Can you render all of the data below as a Markdown table with two columns, "Row" for a running row number and "Line" for each line, leaving out blank lines?

=====

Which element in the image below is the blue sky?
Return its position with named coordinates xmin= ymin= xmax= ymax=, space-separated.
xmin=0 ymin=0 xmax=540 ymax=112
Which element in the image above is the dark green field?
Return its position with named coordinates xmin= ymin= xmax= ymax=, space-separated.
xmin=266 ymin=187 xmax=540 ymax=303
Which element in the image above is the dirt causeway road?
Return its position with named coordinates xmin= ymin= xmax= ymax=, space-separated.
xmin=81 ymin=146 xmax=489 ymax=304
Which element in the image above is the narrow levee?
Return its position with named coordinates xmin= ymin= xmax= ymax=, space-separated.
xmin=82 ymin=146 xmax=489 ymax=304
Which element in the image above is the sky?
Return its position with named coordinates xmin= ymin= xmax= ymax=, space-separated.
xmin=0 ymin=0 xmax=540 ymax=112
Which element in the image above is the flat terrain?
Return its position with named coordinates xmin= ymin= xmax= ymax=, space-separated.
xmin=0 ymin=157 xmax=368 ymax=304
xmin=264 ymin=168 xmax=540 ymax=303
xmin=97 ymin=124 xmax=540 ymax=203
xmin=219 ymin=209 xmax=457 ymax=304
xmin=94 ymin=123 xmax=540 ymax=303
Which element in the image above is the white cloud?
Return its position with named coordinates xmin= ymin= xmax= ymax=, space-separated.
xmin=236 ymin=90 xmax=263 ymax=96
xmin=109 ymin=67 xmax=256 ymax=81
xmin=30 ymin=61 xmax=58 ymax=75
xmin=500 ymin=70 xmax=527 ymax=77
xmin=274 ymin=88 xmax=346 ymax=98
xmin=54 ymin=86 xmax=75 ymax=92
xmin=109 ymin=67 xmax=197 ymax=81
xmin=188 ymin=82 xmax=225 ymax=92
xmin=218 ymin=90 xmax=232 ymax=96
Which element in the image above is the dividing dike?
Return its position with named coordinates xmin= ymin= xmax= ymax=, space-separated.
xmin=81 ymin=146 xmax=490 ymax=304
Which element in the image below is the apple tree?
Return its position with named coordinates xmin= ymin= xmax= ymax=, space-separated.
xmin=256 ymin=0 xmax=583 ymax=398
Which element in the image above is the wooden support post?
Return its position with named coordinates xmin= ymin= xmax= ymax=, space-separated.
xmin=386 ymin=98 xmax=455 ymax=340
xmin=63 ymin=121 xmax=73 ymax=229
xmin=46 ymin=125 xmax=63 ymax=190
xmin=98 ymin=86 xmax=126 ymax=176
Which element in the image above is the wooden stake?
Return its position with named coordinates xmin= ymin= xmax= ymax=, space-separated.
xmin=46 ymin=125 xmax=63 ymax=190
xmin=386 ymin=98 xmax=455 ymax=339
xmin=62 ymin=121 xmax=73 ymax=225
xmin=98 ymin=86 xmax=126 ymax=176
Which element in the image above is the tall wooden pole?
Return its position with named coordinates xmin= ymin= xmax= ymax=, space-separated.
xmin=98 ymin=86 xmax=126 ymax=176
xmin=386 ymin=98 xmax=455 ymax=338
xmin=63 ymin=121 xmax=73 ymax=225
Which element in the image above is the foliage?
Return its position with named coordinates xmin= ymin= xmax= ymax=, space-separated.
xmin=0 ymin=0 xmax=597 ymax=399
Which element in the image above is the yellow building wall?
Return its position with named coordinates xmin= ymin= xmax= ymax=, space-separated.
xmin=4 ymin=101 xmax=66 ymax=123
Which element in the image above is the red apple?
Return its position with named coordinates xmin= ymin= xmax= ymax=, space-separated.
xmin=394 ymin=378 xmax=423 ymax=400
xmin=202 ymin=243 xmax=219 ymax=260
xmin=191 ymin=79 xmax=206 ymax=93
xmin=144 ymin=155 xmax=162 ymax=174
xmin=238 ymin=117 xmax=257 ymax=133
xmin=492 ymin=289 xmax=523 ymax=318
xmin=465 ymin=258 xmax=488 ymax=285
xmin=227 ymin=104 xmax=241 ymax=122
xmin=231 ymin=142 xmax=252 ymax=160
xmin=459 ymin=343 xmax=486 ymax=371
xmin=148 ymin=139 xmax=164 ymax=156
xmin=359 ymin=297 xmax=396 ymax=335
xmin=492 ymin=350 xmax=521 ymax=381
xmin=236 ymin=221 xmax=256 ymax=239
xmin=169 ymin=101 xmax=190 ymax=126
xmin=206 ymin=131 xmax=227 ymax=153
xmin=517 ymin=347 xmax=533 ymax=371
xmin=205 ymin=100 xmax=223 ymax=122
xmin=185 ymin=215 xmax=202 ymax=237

=====

• Task answer:
| Row | Line |
|---|---|
| 1 | Which element in the image below is the blue sky? |
| 2 | Return its position with named coordinates xmin= ymin= xmax= ymax=, space-separated. |
| 3 | xmin=0 ymin=0 xmax=540 ymax=112 |
| 4 | Which element in the image above is the dark green field? |
| 5 | Return its position with named coordinates xmin= ymin= xmax= ymax=, space-separated. |
| 6 | xmin=266 ymin=187 xmax=540 ymax=303 |
| 7 | Which element in the image above is the dirt causeway road? |
| 8 | Return its position with named coordinates xmin= ymin= xmax= ymax=, space-separated. |
| 9 | xmin=81 ymin=146 xmax=489 ymax=304 |
| 10 | Which element in the image above is the narrow levee? |
| 11 | Return its position with named coordinates xmin= ymin= xmax= ymax=, space-separated. |
| 12 | xmin=82 ymin=146 xmax=489 ymax=304 |
| 13 | Which element in the image above is the sky? |
| 14 | Return its position with named coordinates xmin= ymin= xmax= ymax=, space-separated. |
| 15 | xmin=0 ymin=0 xmax=540 ymax=112 |
| 16 | Which element in the image above is the flat terrain? |
| 17 | Return its position with named coordinates xmin= ymin= xmax= ymax=, space-separated. |
| 18 | xmin=0 ymin=157 xmax=368 ymax=304 |
| 19 | xmin=264 ymin=168 xmax=540 ymax=303 |
| 20 | xmin=97 ymin=124 xmax=540 ymax=203 |
| 21 | xmin=219 ymin=209 xmax=457 ymax=304 |
| 22 | xmin=94 ymin=123 xmax=540 ymax=303 |
| 23 | Which element in the image above is the white cloud? |
| 24 | Return its position with named coordinates xmin= ymin= xmax= ymax=, space-separated. |
| 25 | xmin=236 ymin=90 xmax=263 ymax=96 |
| 26 | xmin=109 ymin=67 xmax=256 ymax=81 |
| 27 | xmin=30 ymin=61 xmax=58 ymax=75 |
| 28 | xmin=500 ymin=70 xmax=527 ymax=77 |
| 29 | xmin=274 ymin=88 xmax=346 ymax=98 |
| 30 | xmin=54 ymin=86 xmax=75 ymax=92 |
| 31 | xmin=109 ymin=67 xmax=197 ymax=81 |
| 32 | xmin=188 ymin=82 xmax=225 ymax=92 |
| 33 | xmin=218 ymin=90 xmax=232 ymax=96 |
| 34 | Which element in the image above is the dividing dike? |
| 35 | Return its position with named coordinates xmin= ymin= xmax= ymax=, space-separated. |
| 36 | xmin=81 ymin=146 xmax=490 ymax=304 |
| 37 | Which element in the image below is the apple tree? |
| 38 | Return its position with named coordinates xmin= ymin= xmax= ymax=, space-separated. |
| 39 | xmin=256 ymin=0 xmax=583 ymax=398 |
| 40 | Which element in the image above is the wooden support post? |
| 41 | Return its position with named coordinates xmin= ymin= xmax= ymax=, space-separated. |
| 42 | xmin=386 ymin=98 xmax=455 ymax=340 |
| 43 | xmin=63 ymin=121 xmax=73 ymax=229 |
| 44 | xmin=46 ymin=125 xmax=63 ymax=190 |
| 45 | xmin=98 ymin=86 xmax=126 ymax=176 |
| 46 | Which element in the image above is the wooden stake? |
| 47 | Return its position with named coordinates xmin= ymin= xmax= ymax=, space-separated. |
| 48 | xmin=46 ymin=125 xmax=63 ymax=190 |
| 49 | xmin=386 ymin=98 xmax=455 ymax=339 |
| 50 | xmin=62 ymin=121 xmax=73 ymax=225 |
| 51 | xmin=98 ymin=86 xmax=126 ymax=176 |
| 52 | Which element in the image above is the tall wooden pole? |
| 53 | Return its position with named coordinates xmin= ymin= xmax= ymax=, space-separated. |
| 54 | xmin=98 ymin=86 xmax=126 ymax=176 |
| 55 | xmin=386 ymin=98 xmax=455 ymax=338 |
| 56 | xmin=63 ymin=121 xmax=73 ymax=225 |
| 57 | Which element in the image above is the foliage? |
| 58 | Return its position with named coordinates xmin= ymin= xmax= ymax=, space-separated. |
| 59 | xmin=0 ymin=0 xmax=597 ymax=399 |
| 60 | Which element in the image above is the yellow building wall? |
| 61 | Return its position with named coordinates xmin= ymin= xmax= ymax=, space-separated. |
| 62 | xmin=4 ymin=101 xmax=66 ymax=123 |
| 63 | Which element in the image above is the red apple? |
| 64 | Return its position with named coordinates xmin= ymin= xmax= ymax=, space-separated. |
| 65 | xmin=394 ymin=378 xmax=423 ymax=400 |
| 66 | xmin=202 ymin=243 xmax=219 ymax=260 |
| 67 | xmin=191 ymin=79 xmax=206 ymax=93 |
| 68 | xmin=144 ymin=155 xmax=162 ymax=174 |
| 69 | xmin=238 ymin=117 xmax=257 ymax=133 |
| 70 | xmin=492 ymin=289 xmax=523 ymax=318 |
| 71 | xmin=465 ymin=258 xmax=488 ymax=285 |
| 72 | xmin=227 ymin=104 xmax=241 ymax=122 |
| 73 | xmin=231 ymin=142 xmax=252 ymax=160 |
| 74 | xmin=459 ymin=343 xmax=486 ymax=371 |
| 75 | xmin=148 ymin=139 xmax=164 ymax=156 |
| 76 | xmin=359 ymin=297 xmax=396 ymax=335 |
| 77 | xmin=492 ymin=350 xmax=521 ymax=381 |
| 78 | xmin=236 ymin=221 xmax=256 ymax=239 |
| 79 | xmin=169 ymin=101 xmax=190 ymax=126 |
| 80 | xmin=206 ymin=131 xmax=227 ymax=153 |
| 81 | xmin=517 ymin=347 xmax=533 ymax=371 |
| 82 | xmin=205 ymin=100 xmax=223 ymax=122 |
| 83 | xmin=185 ymin=215 xmax=202 ymax=237 |